WHAT YOU SHOULD DO: Rewrite every line of the items below as a numbered list, omitting any blank lines.

Entries from a point annotation set
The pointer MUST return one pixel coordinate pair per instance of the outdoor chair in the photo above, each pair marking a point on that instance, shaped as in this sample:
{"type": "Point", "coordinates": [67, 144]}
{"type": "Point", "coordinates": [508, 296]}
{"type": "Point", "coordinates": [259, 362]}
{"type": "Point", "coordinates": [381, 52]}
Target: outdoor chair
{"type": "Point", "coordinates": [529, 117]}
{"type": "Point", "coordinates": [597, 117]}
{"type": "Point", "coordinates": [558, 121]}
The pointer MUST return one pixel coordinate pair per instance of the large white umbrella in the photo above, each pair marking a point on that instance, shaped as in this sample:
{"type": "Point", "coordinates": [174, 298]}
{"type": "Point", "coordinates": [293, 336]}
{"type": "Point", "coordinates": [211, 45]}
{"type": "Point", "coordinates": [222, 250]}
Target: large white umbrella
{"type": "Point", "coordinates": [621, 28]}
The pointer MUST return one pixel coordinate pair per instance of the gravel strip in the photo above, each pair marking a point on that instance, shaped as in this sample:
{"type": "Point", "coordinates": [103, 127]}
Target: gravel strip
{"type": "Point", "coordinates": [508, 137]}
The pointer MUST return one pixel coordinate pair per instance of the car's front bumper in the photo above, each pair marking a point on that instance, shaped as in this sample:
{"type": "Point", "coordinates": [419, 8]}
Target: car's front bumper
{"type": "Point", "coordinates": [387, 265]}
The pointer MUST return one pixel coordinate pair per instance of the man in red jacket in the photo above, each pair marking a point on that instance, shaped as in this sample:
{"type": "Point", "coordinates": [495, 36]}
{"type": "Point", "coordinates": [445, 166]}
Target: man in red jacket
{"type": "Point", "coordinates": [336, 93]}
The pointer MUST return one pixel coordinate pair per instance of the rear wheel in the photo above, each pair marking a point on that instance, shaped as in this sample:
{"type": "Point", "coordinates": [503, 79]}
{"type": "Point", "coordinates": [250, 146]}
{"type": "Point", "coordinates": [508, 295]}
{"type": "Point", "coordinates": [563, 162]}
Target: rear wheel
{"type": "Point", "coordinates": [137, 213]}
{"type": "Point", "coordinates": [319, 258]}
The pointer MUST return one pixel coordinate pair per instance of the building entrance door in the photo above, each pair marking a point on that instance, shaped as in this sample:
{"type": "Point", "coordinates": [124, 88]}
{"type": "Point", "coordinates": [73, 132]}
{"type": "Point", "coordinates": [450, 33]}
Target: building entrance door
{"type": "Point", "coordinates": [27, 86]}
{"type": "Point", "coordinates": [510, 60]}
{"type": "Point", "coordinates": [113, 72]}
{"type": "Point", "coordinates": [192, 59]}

CORRECT OUTPUT:
1. The pointer MUST return one pixel coordinate pair per instance of the outdoor chair in the photo above, each pair marking a point on that instance, shaped as in this sample:
2. {"type": "Point", "coordinates": [67, 144]}
3. {"type": "Point", "coordinates": [508, 296]}
4. {"type": "Point", "coordinates": [259, 362]}
5. {"type": "Point", "coordinates": [381, 52]}
6. Target: outdoor chair
7. {"type": "Point", "coordinates": [529, 117]}
8. {"type": "Point", "coordinates": [597, 117]}
9. {"type": "Point", "coordinates": [558, 121]}
10. The pointer MUST return one pixel coordinate pair per instance of the large white umbrella in the photo above, each pair marking a point on that instance, shaped as in this sample:
11. {"type": "Point", "coordinates": [174, 298]}
12. {"type": "Point", "coordinates": [293, 336]}
13. {"type": "Point", "coordinates": [211, 45]}
14. {"type": "Point", "coordinates": [222, 250]}
15. Target: large white umbrella
16. {"type": "Point", "coordinates": [621, 28]}
17. The pointer MUST return one pixel coordinate pair per instance of the gravel strip in the photo above, each pair marking a point on that instance, shaped as in this sample:
18. {"type": "Point", "coordinates": [103, 127]}
19. Target: gravel strip
20. {"type": "Point", "coordinates": [508, 137]}
21. The pointer MUST return one pixel coordinate pair per instance of the car's front bumper in the photo above, each pair marking a point on that instance, shaped as in this sample:
22. {"type": "Point", "coordinates": [419, 8]}
23. Target: car's front bumper
24. {"type": "Point", "coordinates": [387, 265]}
25. The pointer MUST return one pixel coordinate pair per instance of the man in red jacket in the photo above, each pair marking a point on that instance, shaped as in this sample:
26. {"type": "Point", "coordinates": [495, 36]}
27. {"type": "Point", "coordinates": [445, 166]}
28. Target: man in red jacket
29. {"type": "Point", "coordinates": [336, 93]}
30. The pointer MUST return one pixel coordinate pair per instance of the rear wheel in the photo above, each pair marking a point on that instance, shaped as in this sample:
31. {"type": "Point", "coordinates": [503, 79]}
32. {"type": "Point", "coordinates": [250, 146]}
33. {"type": "Point", "coordinates": [508, 295]}
34. {"type": "Point", "coordinates": [563, 162]}
35. Target: rear wheel
36. {"type": "Point", "coordinates": [137, 213]}
37. {"type": "Point", "coordinates": [319, 258]}
38. The pointer MUST return one pixel coordinate pair per instance of the building entrance door in the photo above, each pair marking a point on that instance, shaped as in this sample:
39. {"type": "Point", "coordinates": [124, 88]}
40. {"type": "Point", "coordinates": [73, 132]}
41. {"type": "Point", "coordinates": [450, 33]}
42. Target: building entrance door
43. {"type": "Point", "coordinates": [27, 86]}
44. {"type": "Point", "coordinates": [510, 60]}
45. {"type": "Point", "coordinates": [113, 72]}
46. {"type": "Point", "coordinates": [192, 59]}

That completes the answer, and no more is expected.